(WHAT IS ASKED)
Can you add 138 to every box coordinate in the part of the entries that opens with the line containing "Where in this drawing is the garage" and runs through the end, both ends included? Write that whole part out again line by line with the new coordinates, but leave the pictures out.

(Coordinate annotation entries)

┄┄┄┄┄┄

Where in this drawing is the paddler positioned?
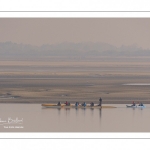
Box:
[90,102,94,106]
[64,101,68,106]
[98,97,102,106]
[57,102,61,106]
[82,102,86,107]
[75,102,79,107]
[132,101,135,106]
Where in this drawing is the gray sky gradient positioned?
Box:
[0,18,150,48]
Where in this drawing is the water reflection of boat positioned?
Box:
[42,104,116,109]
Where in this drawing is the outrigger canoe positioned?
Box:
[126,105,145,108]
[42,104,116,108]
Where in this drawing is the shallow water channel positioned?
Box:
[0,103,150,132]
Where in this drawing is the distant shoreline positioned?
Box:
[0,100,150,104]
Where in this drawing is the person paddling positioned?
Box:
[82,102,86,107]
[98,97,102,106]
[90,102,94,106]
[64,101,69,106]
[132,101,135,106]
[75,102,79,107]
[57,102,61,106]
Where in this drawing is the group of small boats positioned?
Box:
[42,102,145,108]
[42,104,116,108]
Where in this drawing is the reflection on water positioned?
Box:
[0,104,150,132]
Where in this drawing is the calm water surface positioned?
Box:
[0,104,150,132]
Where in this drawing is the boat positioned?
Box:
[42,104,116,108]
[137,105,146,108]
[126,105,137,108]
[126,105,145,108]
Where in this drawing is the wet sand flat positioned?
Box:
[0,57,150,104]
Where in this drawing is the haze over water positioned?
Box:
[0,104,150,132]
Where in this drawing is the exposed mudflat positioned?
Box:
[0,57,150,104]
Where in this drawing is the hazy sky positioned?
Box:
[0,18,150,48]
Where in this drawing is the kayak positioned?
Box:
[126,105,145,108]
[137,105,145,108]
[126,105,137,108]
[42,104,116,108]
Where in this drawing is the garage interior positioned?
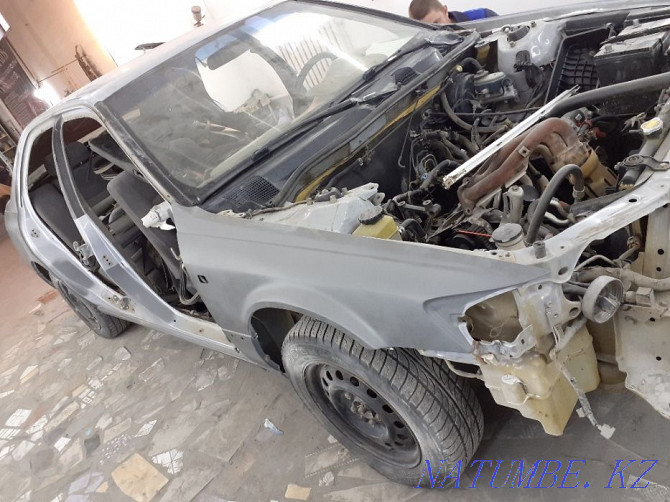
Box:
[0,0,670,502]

┄┄┄┄┄┄

(SOLVED PROBLEM)
Where in this drawing is the garage interior positioned?
Box:
[138,138,808,640]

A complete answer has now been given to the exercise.